Document text:
The sweeteners don’t end there: Wybauw also covers familiar and exotic natural sweeteners such as fruits, maple syrup, palm sugar, carob flour, gula djawa (Indonesia), date syrup, jaggery (India), manna sugar (Italy), agave syrup (Mexico) and stevia.

Visually diagnosing common chocolate defects: Dull patches, fat bloom, air bubbles, cracks in moulding.

As a chocolatier’s reference, there is no better book- Wybauw offers diagnoses and solutions for common chocolate defects and discusses how to extend shelf-life with sugar, water and acidity. There are several multi-page tables, for converting from degrees Brix to degrees Beaume, and for illustrating chocolate crystallization during tempering.

Amazing Chocolate Recipes
Stellar, professional chocolate recipes: that’s the main reason to get this book (though the pictures are nice). The second half of the book breaks chocolates and sugars up into the following categories:

  • Fillings: Candied fruits, caramel syrups, creams, fondant, and fudge
  • Nut Chocolates: Pralines, tuilles
  • Butter-centered Chocolates: Butter pralines, butter chocolates, egg creams
  • Ganache-centered Chocolates: Cream, butter and chocolate
  • Caramels: Butter, nut, honey and chocolate
  • Nougat: Soft, hard, fruit, nut, chocolate
  • Fruits-in-liqueur: Cherries, pineapple, raisins, pineapple
  • Marzipan: Including perzipan (peach or apricot pit-based marzipan)

Study material:
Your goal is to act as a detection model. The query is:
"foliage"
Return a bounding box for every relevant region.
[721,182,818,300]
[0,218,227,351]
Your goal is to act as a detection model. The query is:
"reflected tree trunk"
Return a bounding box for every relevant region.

Action item:
Could you resume the review of Wybauw's chocolate and sugar book, picking up right after its last entry, the one on marzipan?

Exercise result:
  • Truffles: Piped centers, flavored and rolled in chocolate
  • Fruit Dough: Pectin-thickened, pate du fruit

One of many gorgeous photos of truffle balls, accompanying some amazing recipes.

The bulk of the book is a visually stimulating selection of recipes, designed to show off the possibilities of the chocolate and sugar theory put forth in the first half of the book.

Non-professional chefs might be thrown off by the sparse recipe instructions and rarity of ingredients- but if you make the effort to try a few recipes, the worst that can happen is you will be forced to eat the fanciest chocolate mistakes you’ve ever made.

Two page spread dedicated to showing the process for dipping cherry cordials- first in fondant, and second in chocolate.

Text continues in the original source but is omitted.